Text section
________
What Is a Money Services Business in Canada
What Is a Money Services Business in Canada?

A money services business, or MSB, is any business that provides one or more specific financial services defined under Canada’s Proceeds of Crime (Money Laundering) and Terrorist Financing Act. If your business deals in foreign currency, transfers money on behalf of clients, buys or sells cryptocurrency, or issues money orders, you are almost certainly an MSB under Canadian law.

That classification matters because it comes with a federal registration requirement, an ongoing compliance program, and reporting obligations enforced by FINTRAC. Operating as an MSB without registering is a criminal offence.

Here is everything you need to know.

What This Article Covers
  • The legal definition of an MSB under Canadian law
  • The six activities that make a business an MSB under the PCMLTFA
  • What a Foreign Money Services Business is and when you need to register
  • MSB registration: what it means and what comes with it
  • Compliance program, reporting, and client identification obligations
  • Consequences of operating without registration
  • Registering from scratch versus buying an existing MSB

The Legal Definition of an MSB Under Canadian Law

Canada does not define a money services business by size, location, or transaction volume. It defines one by what it does.

Under the PCMLTFA, a business becomes an MSB the moment it begins offering any of the defined services to the public, whether from a storefront, online only, or both. There is no revenue threshold and no grace period before the obligations apply.

Registration and all compliance obligations start from the first transaction.


The Six MSB Activities Under the PCMLTFA

If your business provides any of the following services, you are an MSB in Canada.

1

Foreign Currency Exchange

FX Exchange

Buying or selling foreign currency for clients. This includes any business that exchanges Canadian dollars for another currency or converts one foreign currency to another on behalf of a customer.

A currency exchange kiosk at an airport, a travel money desk at a retail store, and a digital platform that lets users buy foreign currency online all fall into this category.

2

Funds or Value Transfer

Money Transfer

Sending or receiving money on behalf of clients. This covers any service that takes funds from one person and delivers them, or an equivalent value, to another person, whether in Canada or abroad.
________
Work instructions
1) According to the article on money services businesses in Canada, which agency enforces the reporting obligations that come with MSB status?
2) Carry on the article on money services businesses in Canada, starting right after its last sentence.
The rows are separate material and do not belong to the article on money services businesses in Canada.

Data
________
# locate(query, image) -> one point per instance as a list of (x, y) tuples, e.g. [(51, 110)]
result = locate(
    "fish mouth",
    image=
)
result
________
Outputs for the tasks
1) FINTRAC

2)
Remittance services, international wire transfer platforms, and informal value transfer networks all fall under this definition. The physical movement of cash is not required. The transfer of value is enough.

3

Issuing or Redeeming Monetary Instruments

Instruments

Selling or cashing money orders, traveller’s cheques, or similar instruments. This includes any business that issues these instruments to clients or accepts them for redemption in exchange for cash or credit.

4

Dealing in Virtual Currency

Crypto

Buying or selling cryptocurrency or other virtual currencies on behalf of clients, or exchanging one form of virtual currency for another. This includes cryptocurrency exchange platforms, over-the-counter cryptocurrency dealers, and any business that facilitates virtual currency transactions as a service.

This category has expanded the MSB registration requirement significantly. Many businesses that started out handling only crypto transactions discovered they were MSBs under Canadian law only after they were already operating.

5

Crowdfunding Platform Services

Crowdfunding

Operating a platform that receives funds from the public to fund projects, causes, or individuals. FINTRAC added this category to address the money laundering risk in crowdfunding models that move significant volumes of money outside traditional financial channels.

6

Payment Service Provider Services

Payments

Processing payments on behalf of merchants or individuals. This category captures newer fintech models that provide payment processing, digital wallet services, or similar functions that sit outside the traditional banking system.

If you are not sure whether your business model falls into one of these categories, the answer is to get legal advice before you start operating, not after. The line between a payment platform and a payment service provider under the PCMLTFA is not always obvious, and misclassifying your business has real consequences.


What Is a Foreign Money Services Business?

A Foreign Money Services Business, or FMSB, is an entity based outside Canada that provides MSB services to people or businesses located in Canada.

If you are based in the United States, the United Kingdom, the United Arab Emirates, or anywhere else in the world, but your platform or service accepts Canadian clients, receives Canadian funds, or directs transactions to Canadian recipients, FINTRAC considers you an FMSB. You are required to register with FINTRAC and meet the same compliance obligations as a domestic MSB.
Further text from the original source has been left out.